What this task involves: The line containing "Point to the fried empanada." marks the start, and the last line of the records below marks the end. Print that run exactly and nothing else.

Data supplied:
———

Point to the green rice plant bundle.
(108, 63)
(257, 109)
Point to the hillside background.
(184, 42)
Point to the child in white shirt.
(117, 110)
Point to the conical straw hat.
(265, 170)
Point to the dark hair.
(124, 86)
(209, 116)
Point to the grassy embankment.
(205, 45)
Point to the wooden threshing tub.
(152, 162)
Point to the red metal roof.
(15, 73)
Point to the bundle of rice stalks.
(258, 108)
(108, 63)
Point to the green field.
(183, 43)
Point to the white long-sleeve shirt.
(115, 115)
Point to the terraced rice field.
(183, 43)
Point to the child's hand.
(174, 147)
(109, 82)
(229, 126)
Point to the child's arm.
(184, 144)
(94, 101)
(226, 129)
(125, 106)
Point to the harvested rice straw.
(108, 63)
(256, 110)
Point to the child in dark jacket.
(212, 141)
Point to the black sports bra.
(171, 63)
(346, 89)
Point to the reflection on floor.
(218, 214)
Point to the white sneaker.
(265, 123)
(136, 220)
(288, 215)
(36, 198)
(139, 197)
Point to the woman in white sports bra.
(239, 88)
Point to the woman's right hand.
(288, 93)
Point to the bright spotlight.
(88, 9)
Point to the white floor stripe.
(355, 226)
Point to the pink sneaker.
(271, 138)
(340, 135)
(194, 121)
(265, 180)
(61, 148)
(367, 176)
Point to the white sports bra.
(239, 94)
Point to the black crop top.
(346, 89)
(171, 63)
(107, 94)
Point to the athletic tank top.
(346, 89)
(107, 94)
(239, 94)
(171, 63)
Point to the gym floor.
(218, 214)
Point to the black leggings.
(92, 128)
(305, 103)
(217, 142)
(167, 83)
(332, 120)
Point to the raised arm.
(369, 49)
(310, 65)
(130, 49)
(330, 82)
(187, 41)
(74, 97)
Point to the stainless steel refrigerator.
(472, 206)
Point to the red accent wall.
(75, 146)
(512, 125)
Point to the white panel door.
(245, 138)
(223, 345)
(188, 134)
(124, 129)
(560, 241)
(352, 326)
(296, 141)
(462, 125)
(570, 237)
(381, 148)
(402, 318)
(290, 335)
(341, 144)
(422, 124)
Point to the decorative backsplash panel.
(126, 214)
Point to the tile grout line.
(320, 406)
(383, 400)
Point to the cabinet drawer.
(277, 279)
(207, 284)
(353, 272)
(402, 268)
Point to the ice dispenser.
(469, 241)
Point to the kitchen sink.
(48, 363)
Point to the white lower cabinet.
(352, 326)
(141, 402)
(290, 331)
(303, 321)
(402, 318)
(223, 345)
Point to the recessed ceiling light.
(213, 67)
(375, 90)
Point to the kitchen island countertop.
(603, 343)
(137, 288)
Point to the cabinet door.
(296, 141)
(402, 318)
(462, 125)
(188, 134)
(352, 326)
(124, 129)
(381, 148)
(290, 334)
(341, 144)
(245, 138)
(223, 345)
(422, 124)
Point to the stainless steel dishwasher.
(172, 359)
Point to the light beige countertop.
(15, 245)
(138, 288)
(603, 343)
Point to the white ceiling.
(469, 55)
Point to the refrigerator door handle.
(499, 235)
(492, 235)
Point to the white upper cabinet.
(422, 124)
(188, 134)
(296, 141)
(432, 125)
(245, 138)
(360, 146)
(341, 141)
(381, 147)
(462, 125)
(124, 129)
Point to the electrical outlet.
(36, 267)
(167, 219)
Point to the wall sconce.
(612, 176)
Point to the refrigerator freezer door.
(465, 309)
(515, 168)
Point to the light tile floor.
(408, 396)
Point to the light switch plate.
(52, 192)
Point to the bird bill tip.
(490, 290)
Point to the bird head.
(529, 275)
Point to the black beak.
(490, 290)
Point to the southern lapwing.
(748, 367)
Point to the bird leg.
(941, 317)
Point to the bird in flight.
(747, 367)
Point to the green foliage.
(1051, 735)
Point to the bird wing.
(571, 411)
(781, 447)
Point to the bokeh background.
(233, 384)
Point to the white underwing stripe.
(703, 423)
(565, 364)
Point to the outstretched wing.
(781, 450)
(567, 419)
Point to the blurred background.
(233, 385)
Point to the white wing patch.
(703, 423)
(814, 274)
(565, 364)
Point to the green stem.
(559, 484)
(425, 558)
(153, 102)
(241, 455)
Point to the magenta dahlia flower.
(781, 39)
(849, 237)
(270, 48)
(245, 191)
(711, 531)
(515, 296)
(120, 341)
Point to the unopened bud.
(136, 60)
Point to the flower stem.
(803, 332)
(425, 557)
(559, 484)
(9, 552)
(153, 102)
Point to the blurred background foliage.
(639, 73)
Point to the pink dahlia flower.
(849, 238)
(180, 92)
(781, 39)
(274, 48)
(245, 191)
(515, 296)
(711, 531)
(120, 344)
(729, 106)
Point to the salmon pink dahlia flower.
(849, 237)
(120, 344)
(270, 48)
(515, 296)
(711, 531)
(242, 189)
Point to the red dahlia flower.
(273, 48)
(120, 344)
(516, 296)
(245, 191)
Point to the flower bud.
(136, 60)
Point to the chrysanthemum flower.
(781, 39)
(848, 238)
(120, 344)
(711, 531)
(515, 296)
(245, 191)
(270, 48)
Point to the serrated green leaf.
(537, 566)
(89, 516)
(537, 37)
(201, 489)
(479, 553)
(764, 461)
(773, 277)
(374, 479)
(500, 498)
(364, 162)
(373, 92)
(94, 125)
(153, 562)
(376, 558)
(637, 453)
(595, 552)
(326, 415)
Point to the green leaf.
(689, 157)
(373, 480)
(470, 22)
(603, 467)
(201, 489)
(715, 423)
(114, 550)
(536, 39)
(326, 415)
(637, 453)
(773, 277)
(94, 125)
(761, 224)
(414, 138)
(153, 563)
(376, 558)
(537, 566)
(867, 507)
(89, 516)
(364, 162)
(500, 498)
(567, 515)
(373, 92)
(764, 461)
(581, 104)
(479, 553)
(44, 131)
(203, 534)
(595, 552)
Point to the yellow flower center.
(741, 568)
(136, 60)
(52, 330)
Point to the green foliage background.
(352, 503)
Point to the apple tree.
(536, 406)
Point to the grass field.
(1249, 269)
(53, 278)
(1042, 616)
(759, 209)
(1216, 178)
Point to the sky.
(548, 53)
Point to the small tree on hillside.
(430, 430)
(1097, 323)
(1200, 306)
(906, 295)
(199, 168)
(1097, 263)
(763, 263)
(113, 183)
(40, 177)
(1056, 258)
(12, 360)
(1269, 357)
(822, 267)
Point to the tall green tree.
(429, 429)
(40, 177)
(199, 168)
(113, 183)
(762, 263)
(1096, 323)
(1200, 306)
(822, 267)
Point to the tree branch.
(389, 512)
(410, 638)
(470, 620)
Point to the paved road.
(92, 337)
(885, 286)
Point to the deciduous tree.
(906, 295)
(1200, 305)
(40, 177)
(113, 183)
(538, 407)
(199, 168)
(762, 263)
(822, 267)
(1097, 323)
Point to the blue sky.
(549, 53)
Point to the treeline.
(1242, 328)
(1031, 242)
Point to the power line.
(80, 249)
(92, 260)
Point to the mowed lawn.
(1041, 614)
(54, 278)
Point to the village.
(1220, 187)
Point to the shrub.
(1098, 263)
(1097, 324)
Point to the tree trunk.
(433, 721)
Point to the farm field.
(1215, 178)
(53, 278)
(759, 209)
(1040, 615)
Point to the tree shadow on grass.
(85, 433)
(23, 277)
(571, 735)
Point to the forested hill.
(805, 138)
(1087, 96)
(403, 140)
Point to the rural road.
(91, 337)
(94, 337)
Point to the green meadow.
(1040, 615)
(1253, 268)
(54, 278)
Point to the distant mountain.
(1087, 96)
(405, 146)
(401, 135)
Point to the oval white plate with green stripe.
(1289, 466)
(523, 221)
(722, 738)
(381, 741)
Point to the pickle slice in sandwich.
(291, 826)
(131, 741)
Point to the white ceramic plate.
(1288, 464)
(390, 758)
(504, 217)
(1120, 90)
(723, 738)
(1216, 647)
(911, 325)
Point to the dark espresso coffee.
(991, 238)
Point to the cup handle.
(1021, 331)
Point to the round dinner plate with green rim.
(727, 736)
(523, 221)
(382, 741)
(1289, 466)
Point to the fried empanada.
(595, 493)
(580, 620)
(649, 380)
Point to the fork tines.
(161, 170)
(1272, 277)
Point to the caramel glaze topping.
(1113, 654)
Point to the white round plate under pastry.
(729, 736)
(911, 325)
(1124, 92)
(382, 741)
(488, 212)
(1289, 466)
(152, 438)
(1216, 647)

———

Your solution:
Point to the fried empanada.
(595, 493)
(580, 620)
(649, 380)
Point to the fork tines.
(161, 170)
(1272, 277)
Point to the caramel glaze topping.
(1113, 654)
Point to the white round plate under pastry.
(729, 736)
(911, 325)
(1124, 92)
(382, 741)
(488, 212)
(1289, 466)
(152, 438)
(1216, 647)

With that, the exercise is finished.